╭──

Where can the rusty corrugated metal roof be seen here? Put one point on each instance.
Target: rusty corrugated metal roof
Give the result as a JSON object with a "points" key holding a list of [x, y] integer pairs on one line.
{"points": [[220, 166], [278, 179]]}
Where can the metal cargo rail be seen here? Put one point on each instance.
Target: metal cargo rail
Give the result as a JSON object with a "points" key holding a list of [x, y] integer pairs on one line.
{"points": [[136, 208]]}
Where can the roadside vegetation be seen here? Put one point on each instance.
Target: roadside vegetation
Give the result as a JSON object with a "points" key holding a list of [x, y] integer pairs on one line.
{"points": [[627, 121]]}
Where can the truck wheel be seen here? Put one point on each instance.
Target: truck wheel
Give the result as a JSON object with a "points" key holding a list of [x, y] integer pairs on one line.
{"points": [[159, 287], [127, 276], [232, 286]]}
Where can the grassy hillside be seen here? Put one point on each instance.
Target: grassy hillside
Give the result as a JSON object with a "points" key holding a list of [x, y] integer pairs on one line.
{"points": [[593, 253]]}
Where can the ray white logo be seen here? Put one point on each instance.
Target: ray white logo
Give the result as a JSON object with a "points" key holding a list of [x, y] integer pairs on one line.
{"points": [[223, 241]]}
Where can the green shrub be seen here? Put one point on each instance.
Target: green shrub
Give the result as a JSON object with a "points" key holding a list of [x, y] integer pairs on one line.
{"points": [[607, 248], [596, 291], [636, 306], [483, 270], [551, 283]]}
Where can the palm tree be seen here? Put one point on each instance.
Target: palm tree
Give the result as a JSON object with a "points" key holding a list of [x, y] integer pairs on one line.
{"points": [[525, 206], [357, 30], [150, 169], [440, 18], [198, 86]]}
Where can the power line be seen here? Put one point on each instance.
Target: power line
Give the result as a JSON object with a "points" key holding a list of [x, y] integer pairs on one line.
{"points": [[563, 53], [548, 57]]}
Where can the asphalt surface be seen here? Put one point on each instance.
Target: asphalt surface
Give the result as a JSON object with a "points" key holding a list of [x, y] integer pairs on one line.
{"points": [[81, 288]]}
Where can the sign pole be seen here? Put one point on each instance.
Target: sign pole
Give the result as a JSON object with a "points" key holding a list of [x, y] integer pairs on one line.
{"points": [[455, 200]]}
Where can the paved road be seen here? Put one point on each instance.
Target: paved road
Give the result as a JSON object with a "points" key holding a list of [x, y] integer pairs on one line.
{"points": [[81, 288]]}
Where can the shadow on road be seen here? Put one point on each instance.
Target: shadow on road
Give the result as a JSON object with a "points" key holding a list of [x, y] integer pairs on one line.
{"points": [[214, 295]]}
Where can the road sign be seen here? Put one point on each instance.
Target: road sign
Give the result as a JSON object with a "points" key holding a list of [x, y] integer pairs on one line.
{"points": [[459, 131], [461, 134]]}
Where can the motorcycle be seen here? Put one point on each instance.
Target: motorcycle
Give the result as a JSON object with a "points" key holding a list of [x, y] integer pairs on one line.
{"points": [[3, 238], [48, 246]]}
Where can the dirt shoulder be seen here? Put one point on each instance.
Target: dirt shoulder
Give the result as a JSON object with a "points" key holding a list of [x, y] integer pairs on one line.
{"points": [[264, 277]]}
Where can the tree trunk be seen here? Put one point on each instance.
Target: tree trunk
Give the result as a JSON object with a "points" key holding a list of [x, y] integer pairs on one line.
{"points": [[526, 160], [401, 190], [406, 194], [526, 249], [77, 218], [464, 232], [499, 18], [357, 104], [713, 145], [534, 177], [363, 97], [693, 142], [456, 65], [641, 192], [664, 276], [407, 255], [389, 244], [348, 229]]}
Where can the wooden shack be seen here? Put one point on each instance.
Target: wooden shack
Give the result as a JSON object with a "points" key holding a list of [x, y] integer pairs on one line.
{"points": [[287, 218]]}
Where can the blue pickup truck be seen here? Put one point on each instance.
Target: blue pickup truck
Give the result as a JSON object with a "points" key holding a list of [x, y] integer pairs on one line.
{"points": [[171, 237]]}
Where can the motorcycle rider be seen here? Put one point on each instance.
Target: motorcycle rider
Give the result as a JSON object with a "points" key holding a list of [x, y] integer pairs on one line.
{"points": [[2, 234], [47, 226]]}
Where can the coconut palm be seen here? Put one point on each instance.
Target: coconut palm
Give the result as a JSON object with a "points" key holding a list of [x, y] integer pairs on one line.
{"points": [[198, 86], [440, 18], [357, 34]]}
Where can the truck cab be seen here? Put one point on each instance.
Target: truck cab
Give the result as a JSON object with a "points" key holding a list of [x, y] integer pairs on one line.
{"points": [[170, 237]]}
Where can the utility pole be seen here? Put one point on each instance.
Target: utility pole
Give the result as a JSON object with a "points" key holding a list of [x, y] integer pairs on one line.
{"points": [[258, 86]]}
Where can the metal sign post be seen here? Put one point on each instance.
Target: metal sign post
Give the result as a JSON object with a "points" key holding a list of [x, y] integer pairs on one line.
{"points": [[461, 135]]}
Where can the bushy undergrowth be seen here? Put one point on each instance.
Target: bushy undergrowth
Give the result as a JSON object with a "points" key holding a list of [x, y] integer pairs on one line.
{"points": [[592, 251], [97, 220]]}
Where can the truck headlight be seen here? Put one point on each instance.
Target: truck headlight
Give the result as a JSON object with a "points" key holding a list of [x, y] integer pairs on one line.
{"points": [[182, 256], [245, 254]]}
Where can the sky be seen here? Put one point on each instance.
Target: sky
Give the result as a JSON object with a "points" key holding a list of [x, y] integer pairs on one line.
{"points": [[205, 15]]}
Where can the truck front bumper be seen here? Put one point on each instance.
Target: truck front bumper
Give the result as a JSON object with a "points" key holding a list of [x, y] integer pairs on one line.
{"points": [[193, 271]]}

╰──
╭──

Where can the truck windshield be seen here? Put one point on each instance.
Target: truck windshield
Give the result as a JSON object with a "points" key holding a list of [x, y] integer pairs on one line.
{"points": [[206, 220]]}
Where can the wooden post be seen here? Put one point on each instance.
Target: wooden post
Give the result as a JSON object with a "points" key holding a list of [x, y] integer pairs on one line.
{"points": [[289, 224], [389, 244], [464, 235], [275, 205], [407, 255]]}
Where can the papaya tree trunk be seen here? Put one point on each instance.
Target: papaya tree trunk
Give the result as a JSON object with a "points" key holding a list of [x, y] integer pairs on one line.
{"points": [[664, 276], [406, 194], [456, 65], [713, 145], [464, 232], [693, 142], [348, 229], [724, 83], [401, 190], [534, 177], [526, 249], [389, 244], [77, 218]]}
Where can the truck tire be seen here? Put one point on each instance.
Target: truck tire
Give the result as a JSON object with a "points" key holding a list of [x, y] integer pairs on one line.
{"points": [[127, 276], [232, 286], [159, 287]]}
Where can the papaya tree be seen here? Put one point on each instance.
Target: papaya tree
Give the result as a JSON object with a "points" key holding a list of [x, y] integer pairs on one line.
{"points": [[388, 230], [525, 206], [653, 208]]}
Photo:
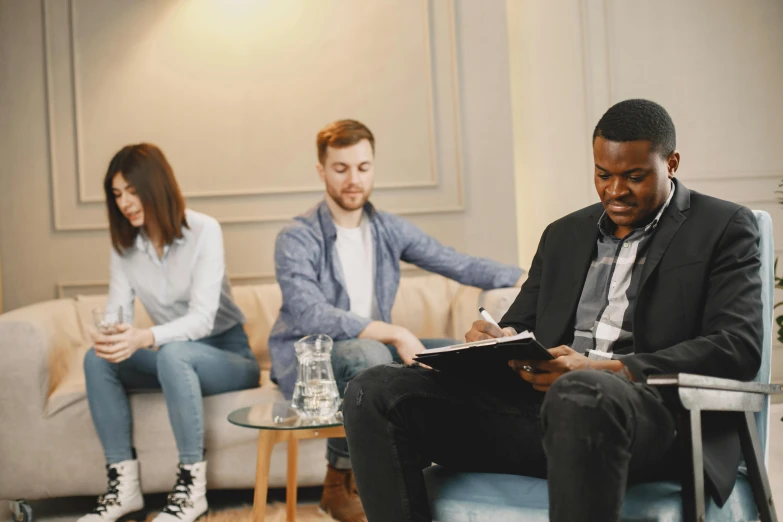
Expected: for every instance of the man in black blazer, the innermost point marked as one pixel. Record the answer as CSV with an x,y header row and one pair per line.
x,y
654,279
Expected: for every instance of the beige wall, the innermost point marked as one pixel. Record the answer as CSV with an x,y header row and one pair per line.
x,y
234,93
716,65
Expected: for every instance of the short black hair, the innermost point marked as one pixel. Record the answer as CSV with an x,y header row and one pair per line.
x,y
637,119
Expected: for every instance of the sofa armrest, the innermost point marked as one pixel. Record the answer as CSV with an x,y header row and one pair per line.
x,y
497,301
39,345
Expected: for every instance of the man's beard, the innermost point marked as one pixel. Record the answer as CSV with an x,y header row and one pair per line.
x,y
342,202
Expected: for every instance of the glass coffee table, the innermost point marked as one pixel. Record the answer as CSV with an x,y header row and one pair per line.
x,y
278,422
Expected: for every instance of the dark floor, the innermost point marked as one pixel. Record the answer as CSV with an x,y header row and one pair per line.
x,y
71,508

╰──
╭──

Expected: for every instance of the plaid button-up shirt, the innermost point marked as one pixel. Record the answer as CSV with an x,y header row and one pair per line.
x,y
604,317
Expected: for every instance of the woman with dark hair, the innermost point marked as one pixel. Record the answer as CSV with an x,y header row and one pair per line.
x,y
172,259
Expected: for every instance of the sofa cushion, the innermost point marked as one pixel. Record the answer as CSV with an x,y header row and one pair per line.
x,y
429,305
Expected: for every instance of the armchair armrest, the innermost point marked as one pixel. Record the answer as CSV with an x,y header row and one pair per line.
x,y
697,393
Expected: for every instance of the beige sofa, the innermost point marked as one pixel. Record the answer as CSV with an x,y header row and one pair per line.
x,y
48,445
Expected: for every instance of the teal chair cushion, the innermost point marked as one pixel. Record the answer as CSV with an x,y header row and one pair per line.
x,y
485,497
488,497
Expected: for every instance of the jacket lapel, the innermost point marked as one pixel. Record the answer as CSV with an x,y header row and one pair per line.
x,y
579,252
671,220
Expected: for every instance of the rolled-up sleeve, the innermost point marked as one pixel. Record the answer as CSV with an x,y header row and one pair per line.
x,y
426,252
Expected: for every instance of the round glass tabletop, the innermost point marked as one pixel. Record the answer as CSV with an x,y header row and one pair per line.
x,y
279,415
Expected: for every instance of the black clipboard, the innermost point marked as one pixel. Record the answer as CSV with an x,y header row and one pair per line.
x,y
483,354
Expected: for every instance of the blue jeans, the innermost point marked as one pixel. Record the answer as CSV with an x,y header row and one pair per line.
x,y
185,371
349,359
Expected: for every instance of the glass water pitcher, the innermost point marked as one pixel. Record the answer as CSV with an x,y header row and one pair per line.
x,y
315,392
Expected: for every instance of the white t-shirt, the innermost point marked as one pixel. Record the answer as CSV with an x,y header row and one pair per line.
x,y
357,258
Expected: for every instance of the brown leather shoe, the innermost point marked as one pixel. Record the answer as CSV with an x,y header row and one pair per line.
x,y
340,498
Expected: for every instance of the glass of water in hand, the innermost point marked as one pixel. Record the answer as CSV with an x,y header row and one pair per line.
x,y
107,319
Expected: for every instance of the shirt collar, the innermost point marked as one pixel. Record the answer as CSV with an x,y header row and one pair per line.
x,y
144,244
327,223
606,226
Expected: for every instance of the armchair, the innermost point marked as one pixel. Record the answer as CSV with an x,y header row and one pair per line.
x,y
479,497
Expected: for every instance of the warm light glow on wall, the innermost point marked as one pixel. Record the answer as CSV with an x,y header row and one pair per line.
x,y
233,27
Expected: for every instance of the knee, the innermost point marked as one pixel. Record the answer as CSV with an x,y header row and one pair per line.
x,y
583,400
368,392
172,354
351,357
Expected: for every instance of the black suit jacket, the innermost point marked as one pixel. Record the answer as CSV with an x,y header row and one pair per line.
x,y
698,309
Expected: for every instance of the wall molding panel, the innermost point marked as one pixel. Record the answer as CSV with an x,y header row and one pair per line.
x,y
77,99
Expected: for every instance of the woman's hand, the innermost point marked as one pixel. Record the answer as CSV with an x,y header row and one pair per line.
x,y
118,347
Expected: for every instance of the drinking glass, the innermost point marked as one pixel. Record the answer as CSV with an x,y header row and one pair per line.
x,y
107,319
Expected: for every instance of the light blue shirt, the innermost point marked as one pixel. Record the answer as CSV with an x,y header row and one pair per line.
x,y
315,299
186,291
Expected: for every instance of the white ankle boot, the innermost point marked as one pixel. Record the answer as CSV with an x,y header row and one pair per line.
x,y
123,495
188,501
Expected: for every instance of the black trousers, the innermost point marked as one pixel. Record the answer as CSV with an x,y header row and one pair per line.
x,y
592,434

╰──

- [Description of the task]:
Return the span of lines in the data above that opens at the line with "Where can the motorcycle be" and closes at the line with "Where can the dirt", exactly, ends included, nothing else.

- [Finished task]:
Where can the motorcycle be seen here? Put one point on each instance.
Target: motorcycle
Give the result as a JSON object with a "points" key holding a list of [x, y] integer pairs on one line.
{"points": [[3, 238], [48, 246]]}
Where can the dirt shoulder be seen here? Put one point on each instance.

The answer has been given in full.